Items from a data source
━━━━━━━━━━
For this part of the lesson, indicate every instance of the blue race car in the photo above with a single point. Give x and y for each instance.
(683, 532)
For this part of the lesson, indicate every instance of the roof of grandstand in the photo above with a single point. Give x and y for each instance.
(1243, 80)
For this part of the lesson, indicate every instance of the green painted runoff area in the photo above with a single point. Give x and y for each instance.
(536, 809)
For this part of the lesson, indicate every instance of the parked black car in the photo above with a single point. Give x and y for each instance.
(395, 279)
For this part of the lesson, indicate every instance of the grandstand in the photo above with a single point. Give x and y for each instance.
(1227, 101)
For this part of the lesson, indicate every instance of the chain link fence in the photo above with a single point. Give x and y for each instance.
━━━━━━━━━━
I need all of the records above retyped exactly, please.

*Task response:*
For this part of the lesson, indicate every instance of the blue race car in the photo above with a single point. Give x and y for each instance.
(683, 532)
For this part of the lesson, indicate every instance of the roof of grandstand in the photo above with a single point. Give x and y for each instance.
(1243, 80)
For this part of the lesson, indicate every instance of the green painted runoff area in the photo above with a single point. Give x and y for each instance.
(536, 809)
For this part of the lesson, indicate every instance of the parked black car in the photo above with a single point. Give x and y for each instance.
(395, 279)
For this part of the lesson, indicate every instance of the grandstand in the photo above with a single point. Give x and y for each instance.
(1227, 101)
For this part of the lesson, indicate every instance of the chain link fence in the photo above with a single point. Give x and y for each instance.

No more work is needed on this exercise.